挑战题 A:
根据这段套汇题目描述，输入在 n 取什么值时结束？
挑战题 B:
请原样输出这段套汇题目描述中从“The input will”开始、一直到“table are impossible.”为止（包括这几个字）的部分。

原文节选:

━━━━━━━━━━━━━━━━

Arbitrage（最短路 + Bellman Ford + map）

Arbitrage

Time Limit: 1000MS		Memory Limit: 65536K
Total Submissions: 14163		Accepted: 5957

Description

Arbitrage is the use of discrepancies in currency exchange rates to transform one unit of a currency into more than one unit of the same currency. For example, suppose that 1 US Dollar buys 0.5 British pound, 1 British pound buys 10.0 French francs, and 1 French franc buys 0.21 US dollar. Then, by converting currencies, a clever trader can start with 1 US dollar and buy 0.5 * 10.0 * 0.21 = 1.05 US dollars, making a profit of 5 percent. 

Your job is to write a program that takes a list of currency exchange rates as input and then determines whether arbitrage is possible or not. 

Input

The input will contain one or more test cases. Om the first line of each test case there is an integer n (1<=n<=30), representing the number of different currencies. The next n lines each contain the name of one currency. Within a name no spaces will appear. The next line contains one integer m, representing the length of the table to follow. The last m lines each contain the name ci of a source currency, a real number rij which represents the exchange rate from ci to cj and a name cj of the destination currency. Exchanges which do not appear in the table are impossible. 
Test cases are separated from each other by a blank line. Input is terminated by a value of zero (0) for n.

Output

For each test case, print one line telling whether arbitrage is possible or not in the format "Case case: Yes" respectively "Case case: No".

━━━━━━━━━━━━━━━━

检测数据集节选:
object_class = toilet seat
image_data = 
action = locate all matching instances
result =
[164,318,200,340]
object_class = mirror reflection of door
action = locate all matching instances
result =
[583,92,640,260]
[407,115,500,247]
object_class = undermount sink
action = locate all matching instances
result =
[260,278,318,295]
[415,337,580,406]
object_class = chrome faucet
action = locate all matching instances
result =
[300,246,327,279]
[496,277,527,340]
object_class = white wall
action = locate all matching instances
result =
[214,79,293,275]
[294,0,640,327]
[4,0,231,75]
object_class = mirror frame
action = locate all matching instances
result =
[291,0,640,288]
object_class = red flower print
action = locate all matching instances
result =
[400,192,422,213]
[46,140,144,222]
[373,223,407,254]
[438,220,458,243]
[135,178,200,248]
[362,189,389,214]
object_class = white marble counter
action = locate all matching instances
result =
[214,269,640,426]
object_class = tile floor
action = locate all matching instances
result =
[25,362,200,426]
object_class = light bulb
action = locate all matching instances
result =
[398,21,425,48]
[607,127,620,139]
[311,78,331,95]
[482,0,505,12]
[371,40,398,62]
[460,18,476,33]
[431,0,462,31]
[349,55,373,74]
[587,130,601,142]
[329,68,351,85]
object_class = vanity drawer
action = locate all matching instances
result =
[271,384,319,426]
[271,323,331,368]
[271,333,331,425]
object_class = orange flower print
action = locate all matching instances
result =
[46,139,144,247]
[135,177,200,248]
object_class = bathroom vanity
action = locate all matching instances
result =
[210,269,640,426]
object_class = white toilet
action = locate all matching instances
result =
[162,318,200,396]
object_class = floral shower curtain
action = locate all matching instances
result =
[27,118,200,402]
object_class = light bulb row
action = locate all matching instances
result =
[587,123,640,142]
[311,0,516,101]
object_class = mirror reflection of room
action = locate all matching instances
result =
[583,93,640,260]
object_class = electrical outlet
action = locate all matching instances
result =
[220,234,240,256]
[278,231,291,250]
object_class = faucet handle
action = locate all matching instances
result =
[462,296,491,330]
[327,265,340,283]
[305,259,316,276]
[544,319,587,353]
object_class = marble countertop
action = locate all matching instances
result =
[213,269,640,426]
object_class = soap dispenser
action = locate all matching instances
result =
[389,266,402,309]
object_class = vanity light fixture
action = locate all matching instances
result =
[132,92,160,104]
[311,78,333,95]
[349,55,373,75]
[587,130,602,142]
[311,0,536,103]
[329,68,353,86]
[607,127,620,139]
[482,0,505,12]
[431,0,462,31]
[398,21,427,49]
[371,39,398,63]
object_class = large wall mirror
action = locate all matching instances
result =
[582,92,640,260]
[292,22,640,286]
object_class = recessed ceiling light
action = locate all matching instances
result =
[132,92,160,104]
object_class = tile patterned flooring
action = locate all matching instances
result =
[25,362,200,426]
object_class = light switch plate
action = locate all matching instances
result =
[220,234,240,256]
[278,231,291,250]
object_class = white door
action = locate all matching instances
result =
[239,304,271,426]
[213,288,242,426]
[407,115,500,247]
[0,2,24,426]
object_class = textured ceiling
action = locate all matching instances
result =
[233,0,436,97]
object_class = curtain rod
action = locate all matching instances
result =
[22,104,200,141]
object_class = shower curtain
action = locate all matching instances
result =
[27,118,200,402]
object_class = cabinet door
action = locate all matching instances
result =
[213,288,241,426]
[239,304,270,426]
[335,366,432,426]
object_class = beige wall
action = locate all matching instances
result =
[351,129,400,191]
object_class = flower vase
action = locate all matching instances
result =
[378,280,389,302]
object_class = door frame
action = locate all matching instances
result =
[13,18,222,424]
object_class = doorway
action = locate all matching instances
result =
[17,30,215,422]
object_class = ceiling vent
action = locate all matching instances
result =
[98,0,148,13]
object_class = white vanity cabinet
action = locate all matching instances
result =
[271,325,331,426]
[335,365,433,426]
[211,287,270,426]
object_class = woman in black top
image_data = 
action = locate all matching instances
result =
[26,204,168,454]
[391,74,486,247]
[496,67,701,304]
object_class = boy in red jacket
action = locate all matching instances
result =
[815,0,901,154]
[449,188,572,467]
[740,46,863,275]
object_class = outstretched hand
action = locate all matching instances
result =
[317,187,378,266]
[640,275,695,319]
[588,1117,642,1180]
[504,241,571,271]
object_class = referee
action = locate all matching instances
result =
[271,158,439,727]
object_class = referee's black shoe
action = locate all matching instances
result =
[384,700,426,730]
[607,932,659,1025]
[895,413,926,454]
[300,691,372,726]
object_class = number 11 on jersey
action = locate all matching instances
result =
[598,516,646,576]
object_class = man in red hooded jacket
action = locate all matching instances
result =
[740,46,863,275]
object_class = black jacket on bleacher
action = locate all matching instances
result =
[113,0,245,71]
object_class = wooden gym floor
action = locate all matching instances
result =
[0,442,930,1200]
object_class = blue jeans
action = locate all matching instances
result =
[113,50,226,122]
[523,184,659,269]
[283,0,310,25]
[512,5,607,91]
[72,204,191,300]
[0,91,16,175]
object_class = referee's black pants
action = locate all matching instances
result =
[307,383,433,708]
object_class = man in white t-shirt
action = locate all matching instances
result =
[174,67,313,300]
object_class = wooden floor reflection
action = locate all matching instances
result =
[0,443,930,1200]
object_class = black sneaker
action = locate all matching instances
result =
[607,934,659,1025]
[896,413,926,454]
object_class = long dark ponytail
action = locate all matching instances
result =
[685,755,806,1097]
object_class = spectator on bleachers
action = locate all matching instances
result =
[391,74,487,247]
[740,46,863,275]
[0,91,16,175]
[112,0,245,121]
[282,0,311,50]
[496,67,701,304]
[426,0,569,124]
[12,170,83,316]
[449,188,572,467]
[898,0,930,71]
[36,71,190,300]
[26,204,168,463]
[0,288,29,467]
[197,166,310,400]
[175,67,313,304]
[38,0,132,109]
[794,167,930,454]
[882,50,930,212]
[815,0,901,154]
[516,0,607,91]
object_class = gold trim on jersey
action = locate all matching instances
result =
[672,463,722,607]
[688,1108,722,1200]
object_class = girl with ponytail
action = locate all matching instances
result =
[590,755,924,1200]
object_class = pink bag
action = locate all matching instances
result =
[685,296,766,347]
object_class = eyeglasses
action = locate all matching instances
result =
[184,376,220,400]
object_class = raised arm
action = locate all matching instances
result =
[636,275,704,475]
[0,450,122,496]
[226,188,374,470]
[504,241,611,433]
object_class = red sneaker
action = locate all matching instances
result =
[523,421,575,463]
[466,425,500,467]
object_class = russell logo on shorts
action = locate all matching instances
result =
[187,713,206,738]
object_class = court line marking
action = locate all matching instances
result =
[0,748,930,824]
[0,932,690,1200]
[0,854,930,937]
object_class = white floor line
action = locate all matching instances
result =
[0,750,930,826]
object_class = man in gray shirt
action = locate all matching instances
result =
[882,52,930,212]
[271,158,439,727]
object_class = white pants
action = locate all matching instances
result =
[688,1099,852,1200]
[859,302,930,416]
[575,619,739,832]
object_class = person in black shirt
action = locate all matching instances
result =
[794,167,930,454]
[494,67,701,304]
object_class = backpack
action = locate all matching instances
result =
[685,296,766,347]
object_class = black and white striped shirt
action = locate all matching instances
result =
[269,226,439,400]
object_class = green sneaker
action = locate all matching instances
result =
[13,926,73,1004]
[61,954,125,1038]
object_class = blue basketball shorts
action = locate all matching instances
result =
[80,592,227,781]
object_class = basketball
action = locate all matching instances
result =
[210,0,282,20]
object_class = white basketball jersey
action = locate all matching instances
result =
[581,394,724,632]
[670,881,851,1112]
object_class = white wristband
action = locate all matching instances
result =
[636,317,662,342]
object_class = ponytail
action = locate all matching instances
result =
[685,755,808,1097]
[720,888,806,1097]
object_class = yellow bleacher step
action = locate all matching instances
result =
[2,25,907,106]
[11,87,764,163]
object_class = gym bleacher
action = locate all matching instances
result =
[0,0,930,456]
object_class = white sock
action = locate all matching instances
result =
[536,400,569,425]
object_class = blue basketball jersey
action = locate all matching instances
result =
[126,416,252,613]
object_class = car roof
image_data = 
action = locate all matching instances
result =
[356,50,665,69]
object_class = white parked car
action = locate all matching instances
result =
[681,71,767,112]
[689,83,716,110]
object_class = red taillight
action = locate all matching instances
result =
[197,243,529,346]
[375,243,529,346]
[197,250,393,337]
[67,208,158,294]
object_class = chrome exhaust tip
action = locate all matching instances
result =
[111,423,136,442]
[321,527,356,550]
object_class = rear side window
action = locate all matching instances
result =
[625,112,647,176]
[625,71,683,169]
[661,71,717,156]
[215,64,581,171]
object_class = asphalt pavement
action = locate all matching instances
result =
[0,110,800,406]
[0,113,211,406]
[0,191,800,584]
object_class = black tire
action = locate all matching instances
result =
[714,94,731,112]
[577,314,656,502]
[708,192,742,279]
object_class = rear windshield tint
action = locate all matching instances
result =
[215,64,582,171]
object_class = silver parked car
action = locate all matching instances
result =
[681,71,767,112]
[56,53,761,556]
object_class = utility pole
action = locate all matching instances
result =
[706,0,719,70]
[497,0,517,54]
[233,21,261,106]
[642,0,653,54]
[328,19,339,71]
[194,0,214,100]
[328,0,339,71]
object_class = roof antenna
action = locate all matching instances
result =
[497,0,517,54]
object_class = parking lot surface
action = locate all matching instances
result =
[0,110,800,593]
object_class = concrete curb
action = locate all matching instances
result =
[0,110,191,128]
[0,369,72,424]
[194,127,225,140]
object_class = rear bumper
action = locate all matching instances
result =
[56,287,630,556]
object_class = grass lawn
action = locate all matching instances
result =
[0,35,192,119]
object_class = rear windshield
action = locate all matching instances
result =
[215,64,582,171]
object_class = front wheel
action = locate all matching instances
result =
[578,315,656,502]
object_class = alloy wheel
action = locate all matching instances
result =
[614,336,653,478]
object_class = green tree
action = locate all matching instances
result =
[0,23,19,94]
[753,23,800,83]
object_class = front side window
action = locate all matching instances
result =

━━━━━━━━━━━━━━━━

参考解答 A:
n 为零（0）时输入结束。

参考解答 B:
The input will contain one or more test cases. Om the first line of each test case there is an integer n (1<=n<=30), representing the number of different currencies. The next n lines each contain the name of one currency. Within a name no spaces will appear. The next line contains one integer m, representing the length of the table to follow. The last m lines each contain the name ci of a source currency, a real number rij which represents the exchange rate from ci to cj and a name cj of the destination currency. Exchanges which do not appear in the table are impossible.